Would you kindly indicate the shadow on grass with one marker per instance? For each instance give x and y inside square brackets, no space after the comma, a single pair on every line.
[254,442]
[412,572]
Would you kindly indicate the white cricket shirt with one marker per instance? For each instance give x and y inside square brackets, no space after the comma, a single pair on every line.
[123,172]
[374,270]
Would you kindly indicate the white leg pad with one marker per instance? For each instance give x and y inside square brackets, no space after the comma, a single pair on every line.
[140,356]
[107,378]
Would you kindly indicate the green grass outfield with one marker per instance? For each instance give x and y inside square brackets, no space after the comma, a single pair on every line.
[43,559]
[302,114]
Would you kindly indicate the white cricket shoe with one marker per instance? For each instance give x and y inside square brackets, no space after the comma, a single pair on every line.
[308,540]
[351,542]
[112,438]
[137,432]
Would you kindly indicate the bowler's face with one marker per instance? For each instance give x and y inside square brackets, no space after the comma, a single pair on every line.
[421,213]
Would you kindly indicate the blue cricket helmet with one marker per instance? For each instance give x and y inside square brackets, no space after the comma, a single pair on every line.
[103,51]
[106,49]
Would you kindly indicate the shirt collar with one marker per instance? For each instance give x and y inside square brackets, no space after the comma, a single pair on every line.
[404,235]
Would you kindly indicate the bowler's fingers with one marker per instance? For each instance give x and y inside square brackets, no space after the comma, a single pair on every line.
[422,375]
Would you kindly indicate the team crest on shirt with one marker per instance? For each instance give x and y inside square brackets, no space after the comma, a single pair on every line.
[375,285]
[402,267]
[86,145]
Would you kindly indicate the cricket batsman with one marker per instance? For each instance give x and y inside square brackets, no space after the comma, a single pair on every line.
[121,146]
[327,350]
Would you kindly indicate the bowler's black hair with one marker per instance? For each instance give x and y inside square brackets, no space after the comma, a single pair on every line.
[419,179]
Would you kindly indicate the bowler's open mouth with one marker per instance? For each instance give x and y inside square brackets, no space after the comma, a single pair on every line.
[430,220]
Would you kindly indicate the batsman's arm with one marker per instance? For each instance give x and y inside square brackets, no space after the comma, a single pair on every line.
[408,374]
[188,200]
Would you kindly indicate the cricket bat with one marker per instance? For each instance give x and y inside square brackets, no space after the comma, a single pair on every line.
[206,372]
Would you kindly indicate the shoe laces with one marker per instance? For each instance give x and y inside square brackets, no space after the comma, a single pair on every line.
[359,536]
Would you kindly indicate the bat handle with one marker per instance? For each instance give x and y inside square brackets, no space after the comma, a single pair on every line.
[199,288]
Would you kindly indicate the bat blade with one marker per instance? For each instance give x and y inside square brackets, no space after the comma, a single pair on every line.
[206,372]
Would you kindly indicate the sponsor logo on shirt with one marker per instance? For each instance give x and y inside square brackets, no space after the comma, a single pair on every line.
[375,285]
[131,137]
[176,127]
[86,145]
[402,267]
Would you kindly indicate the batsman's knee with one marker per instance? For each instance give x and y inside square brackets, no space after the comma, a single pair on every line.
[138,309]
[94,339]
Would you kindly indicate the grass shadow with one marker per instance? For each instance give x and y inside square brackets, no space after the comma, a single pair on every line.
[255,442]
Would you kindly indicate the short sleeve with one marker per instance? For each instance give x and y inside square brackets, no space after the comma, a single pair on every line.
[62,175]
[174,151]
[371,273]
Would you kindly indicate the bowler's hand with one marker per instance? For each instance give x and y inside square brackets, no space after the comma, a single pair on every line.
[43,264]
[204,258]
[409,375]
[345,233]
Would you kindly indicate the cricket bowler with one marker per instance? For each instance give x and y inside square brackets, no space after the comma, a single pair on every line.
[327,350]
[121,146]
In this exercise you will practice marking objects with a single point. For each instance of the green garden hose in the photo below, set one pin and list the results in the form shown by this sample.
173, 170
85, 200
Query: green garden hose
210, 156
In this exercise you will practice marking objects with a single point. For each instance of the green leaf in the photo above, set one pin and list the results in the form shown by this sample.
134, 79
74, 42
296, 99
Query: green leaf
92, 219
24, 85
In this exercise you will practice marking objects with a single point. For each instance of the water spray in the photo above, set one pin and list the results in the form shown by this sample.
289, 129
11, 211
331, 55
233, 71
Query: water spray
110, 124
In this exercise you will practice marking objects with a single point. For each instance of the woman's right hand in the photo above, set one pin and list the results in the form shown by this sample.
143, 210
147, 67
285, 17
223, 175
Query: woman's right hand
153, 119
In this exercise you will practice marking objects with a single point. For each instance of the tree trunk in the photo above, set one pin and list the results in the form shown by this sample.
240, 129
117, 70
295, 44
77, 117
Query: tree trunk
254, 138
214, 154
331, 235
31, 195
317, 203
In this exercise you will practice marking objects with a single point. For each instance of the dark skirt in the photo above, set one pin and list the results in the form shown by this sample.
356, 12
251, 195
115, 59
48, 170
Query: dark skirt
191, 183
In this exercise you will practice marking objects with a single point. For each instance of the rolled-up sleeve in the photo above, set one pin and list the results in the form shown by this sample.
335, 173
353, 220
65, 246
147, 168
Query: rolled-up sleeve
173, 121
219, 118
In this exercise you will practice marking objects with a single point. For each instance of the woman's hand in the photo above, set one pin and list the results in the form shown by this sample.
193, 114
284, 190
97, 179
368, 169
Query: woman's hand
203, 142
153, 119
----------------------------------------
Directions
Go through the entries and copy every line that has "photo".

Solution
In this exercise you will practice marking objects with a single point. For each instance of the green garden hose in the photo below, set one pin and list the results in the form shown by this sample.
In this exercise you will practice marking objects with a single point. For each instance of the green leaf in the photo above, set one pin and list the results in the form shown by this sample.
In this exercise you will practice marking objects with a single point. For each instance of the water spray in the photo above, set one pin and list the results in the form shown by this sample.
In this exercise you will practice marking objects with a single point. For each instance of the woman's right hand in the photo above, set one pin and list the results in the form shown by this sample.
In this exercise you will practice marking objects with a single point. For each instance of the tree trunk in the photo above, set one pin and list the results in the form shown by this sample.
In this exercise you will practice marking objects with a single point. For each instance of the dark skirt in the photo above, set one pin and list the results in the form shown by this sample.
In this exercise you will practice marking objects with a single point. For each instance of the rolled-up sleeve in the photo above, set one pin and list the results in the form shown by this sample.
In this exercise you will practice marking objects with a single point. For each instance of the woman's hand in the photo above, set one pin and list the results in the form shown by this sample.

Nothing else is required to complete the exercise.